[begin SOURCE EXCERPT]
Chapter Eight
I do not know why my fantasy self so closely resembles a Hitler Youth leader
People who know me probably assume I have always been sedentary because I wear my laziness like a pair of bespoke footy pajamas. But I am actually a person of above-average hand-eye coordination, fleet of foot, handy with a rack of Scrabble tiles. I am good at catching any manner of spheroid object thrown in my direction. When pressed, I can swing a softball bat with moderate aptitude. And while it is true that I possess the upper-body strength of an anemic tween, my calves are naturally toned, and I can still give my daughter regular piggyback rides with only minimal back pain. In short, I am woeful but not yet wretched.
My body mass still hovers in the “normal” range, but I know better. That new glob of goop hugging my middle—the one that has, in recent years, occasionally caused me to utter those awful words “Can you let it out a little” to various costume designers working on various television shows—is a harbinger of fat to come, the first questionable resident in what used to be a decent neighborhood. I have a photograph of myself from when I was about twenty-three. My shirt is unbuttoned and, if I look closely, I can make out abs. Lots of them, stacked atop each other like croquet balls. But now those abs are hidden away, hibernating in a pillow fort constructed from pizza and buffalo wings.
[end SOURCE EXCERPT]
[begin DATA SHOWN]
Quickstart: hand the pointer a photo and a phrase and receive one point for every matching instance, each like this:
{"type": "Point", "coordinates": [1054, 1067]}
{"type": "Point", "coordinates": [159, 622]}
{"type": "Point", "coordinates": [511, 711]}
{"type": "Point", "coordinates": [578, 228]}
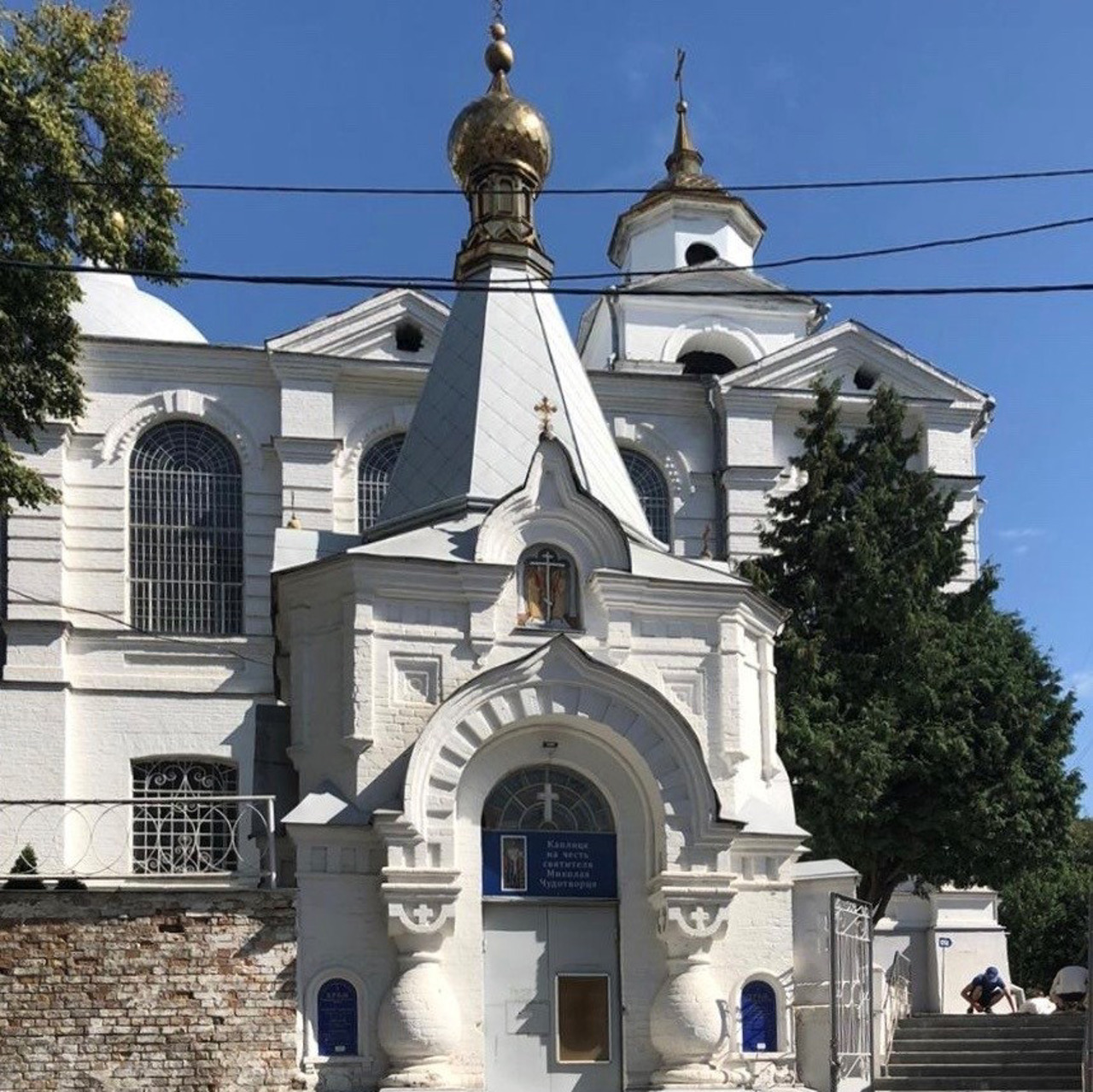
[end DATA SHOWN]
SHORT EXERCISE A - Rewrite the paragraph of the fitness excerpt that begins "My body mass still hovers" as a shorter paragraph that keeps its main facts.
SHORT EXERCISE B - Reproduce all the rows word for word, from the quickstart line through the last point. Leave the picture out.

EXERCISE SOLUTION A - My weight is still technically "normal," but a new layer of fat around my middle has sometimes made me ask television costume designers to let my costumes out, and I see it as a sign of more fat to come. A photograph from when I was about twenty-three shows plenty of visible abs. Those abs are now hidden under a layer built from pizza and buffalo wings.

EXERCISE SOLUTION B -
Quickstart: hand the pointer a photo and a phrase and receive one point for every matching instance, each like this:
{"type": "Point", "coordinates": [1054, 1067]}
{"type": "Point", "coordinates": [159, 622]}
{"type": "Point", "coordinates": [511, 711]}
{"type": "Point", "coordinates": [578, 228]}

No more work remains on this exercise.